■ What to do
Extract every line of the records below word for word, and leave the pictures out of your copy.

■ Data in this exercise

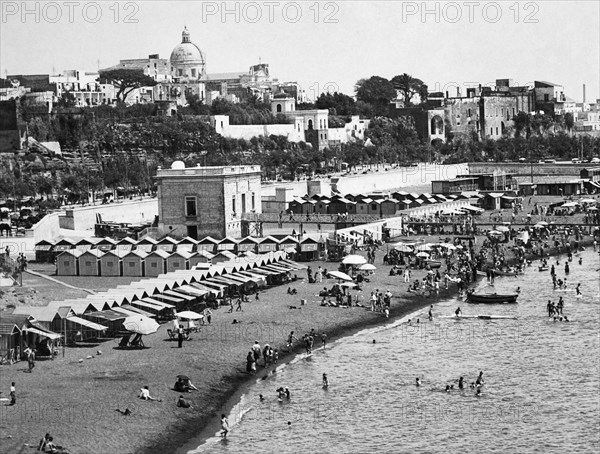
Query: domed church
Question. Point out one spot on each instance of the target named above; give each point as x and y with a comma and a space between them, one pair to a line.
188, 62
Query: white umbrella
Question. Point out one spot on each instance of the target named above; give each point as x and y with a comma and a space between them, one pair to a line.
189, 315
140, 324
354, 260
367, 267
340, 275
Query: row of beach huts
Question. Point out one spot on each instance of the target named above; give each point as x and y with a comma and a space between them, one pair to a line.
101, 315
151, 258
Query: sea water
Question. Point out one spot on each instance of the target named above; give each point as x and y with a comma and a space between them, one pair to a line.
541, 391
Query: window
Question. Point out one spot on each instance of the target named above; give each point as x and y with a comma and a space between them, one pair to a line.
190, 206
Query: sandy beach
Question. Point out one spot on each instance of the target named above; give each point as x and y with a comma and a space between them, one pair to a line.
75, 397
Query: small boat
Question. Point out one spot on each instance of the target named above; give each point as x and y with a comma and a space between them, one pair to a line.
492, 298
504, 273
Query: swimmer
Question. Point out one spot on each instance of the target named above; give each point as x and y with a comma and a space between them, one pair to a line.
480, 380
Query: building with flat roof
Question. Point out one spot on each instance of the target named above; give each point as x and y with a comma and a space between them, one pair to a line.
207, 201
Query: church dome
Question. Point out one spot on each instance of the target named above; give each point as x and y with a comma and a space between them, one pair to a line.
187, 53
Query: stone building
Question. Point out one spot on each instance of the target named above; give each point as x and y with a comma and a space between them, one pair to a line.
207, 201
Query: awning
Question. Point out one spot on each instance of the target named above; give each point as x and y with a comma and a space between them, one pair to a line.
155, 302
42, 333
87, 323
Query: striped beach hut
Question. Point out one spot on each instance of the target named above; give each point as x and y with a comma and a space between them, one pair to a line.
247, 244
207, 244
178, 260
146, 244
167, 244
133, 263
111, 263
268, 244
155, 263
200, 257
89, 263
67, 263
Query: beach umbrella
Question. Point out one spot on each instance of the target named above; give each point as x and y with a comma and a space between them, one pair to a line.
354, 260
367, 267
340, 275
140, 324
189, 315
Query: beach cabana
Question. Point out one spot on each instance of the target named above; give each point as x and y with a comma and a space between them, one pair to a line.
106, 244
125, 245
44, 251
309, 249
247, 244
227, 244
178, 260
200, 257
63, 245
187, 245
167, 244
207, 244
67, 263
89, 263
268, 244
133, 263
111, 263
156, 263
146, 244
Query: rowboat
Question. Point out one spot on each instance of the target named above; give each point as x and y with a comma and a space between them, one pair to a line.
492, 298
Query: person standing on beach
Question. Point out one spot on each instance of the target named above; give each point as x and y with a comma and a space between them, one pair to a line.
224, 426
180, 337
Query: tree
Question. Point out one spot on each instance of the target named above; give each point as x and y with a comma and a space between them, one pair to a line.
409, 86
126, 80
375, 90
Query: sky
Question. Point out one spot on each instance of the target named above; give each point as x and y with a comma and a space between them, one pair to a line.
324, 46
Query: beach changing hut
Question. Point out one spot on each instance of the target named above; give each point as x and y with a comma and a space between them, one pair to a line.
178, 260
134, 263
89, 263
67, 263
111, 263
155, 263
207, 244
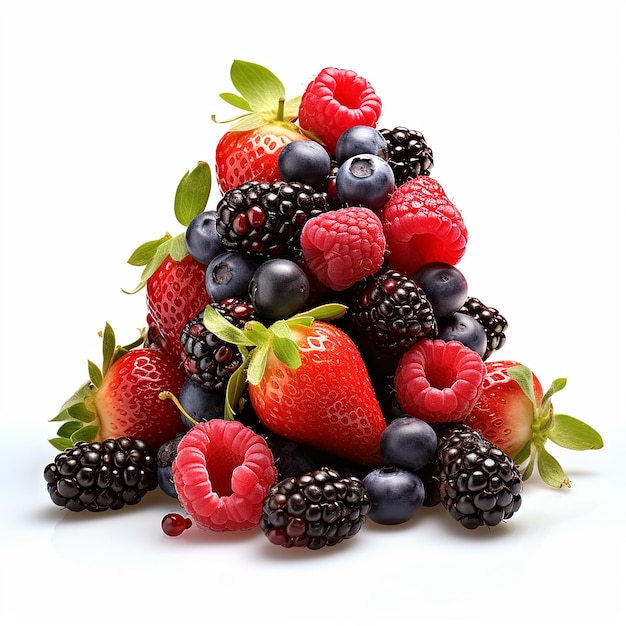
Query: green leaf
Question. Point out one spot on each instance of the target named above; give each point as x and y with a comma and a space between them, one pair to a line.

■ Answer below
Query: domed church
Question. Point out one spot on each instance of the target named above; give each point as x and y with a comma and a space between them, one pair to a line.
188, 62
Query: white umbrella
Question. Point out one spot on each instance of the target named above; give each point as x and y with a comma and a space between them, one pair to a line.
189, 315
140, 324
354, 260
367, 267
340, 275
Query: row of beach huts
Question. Point out one spot on each instance of the target named above; give each point as x and y with a comma and a space between them, one pair to a line.
101, 315
151, 258
Query: sea water
Question. Point out one spot on each instance of the target named above; give each point as x and y with a comma and a space between them, one pair to a line.
541, 391
Query: window
Question. Point out one spot on each instance of the target named above; give each point as x and y with a comma and a space between them, one pair to a line.
190, 206
Query: sandy beach
Question. Point out one spot on each instance of the target named above; give each point as x and y with a comma and a space between them, one pair to a line.
75, 397
Query: small boat
Question. Point out one spot on each instance of the target named above; give each point as x and y with a comma and a space between them, one pair to a line.
492, 298
504, 273
Query: swimmer
Question. Point out one spot on each instance of the target named above; give each point as x and y with a comma and a space between them, one pair to a line.
480, 380
Query: building with flat roof
Question. Point out one spot on each instance of the target named above; give each point as x and y with a comma and a space between them, one pair to a line.
207, 201
Query: church dome
Question. Point out one spot on each instance of the target named above; give each point as x and y with a comma and a space between them, one pair to a line.
187, 53
Query: stone building
Question. Point out one spot on each instance of the target named above; give each point as x and y with a comma and a space between them, one pair to a line.
207, 201
Query: awning
Question. Point out one spot on each instance of the target named above; give each point as x and y with a comma and a space between them, one pair to a line.
155, 302
42, 333
87, 323
Query: striped beach hut
Question. Point out one spot on each instance of the target named above; give each point as x and y with a comma and a space between them, one pair to a line.
247, 244
207, 244
178, 260
146, 244
167, 244
133, 263
111, 263
268, 244
155, 263
200, 257
89, 263
67, 263
Query: beach umbrella
Question. Point out one spot on each instance of the target named above; give each point as x and y with a comma and a space between them, one pair to a line.
354, 260
367, 267
340, 275
140, 324
189, 315
Query: beach cabana
Question. Point out one spot on each instance of the target named above; give each point as x and y with a comma and a space between them, one pair to a line.
106, 244
125, 245
44, 251
309, 249
247, 244
227, 244
178, 260
200, 257
63, 245
187, 245
167, 244
207, 244
67, 263
89, 263
268, 244
133, 263
111, 263
156, 263
146, 244
Query: rowboat
Question. Point out one spot on each instance of the target named above; give each point as x and y with a comma and a space between them, one pair to a line.
492, 298
Query: person standing on beach
Question. Point out one spot on each instance of the target named above; give each point as x and y with a comma and a space between them, one pair to a line.
224, 426
180, 337
Query: tree
Question. Point out one spot on each instance of the target named above; give each point as x and y with a comma and a space between them, one pair to a line.
409, 86
126, 80
375, 90
Query: sky
Question. Point out one spot on each instance of the target named above; give each point as x and y with a comma and a space between them, one pair to a line.
324, 46
Query: beach changing hut
Question. Point out one spot on each instance of the target named above; give each point as x and y with a comma and a space between them, one pair to a line.
178, 260
134, 263
89, 263
67, 263
111, 263
155, 263
207, 244
Query: green leaf
Question. Point out one spot on each instance of the target named above; give each point as x and y with a comma and a space between them, one pair to a line.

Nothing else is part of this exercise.